ABOUT THIS TASK: Reproduce the records below; each should match the original exactly.

[Start of Attachment]

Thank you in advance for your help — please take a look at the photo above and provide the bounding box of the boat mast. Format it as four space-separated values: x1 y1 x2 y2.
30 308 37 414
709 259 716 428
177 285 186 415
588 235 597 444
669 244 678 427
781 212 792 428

[End of Attachment]

EXPECTED ANSWER:
Thank you in advance for your help — please take a look at the photo above and provide the bounding box of the boat mast. Format it as four space-separated values: x1 y1 x2 y2.
30 308 37 414
709 259 716 428
177 285 186 415
588 235 597 444
669 244 678 427
781 212 792 428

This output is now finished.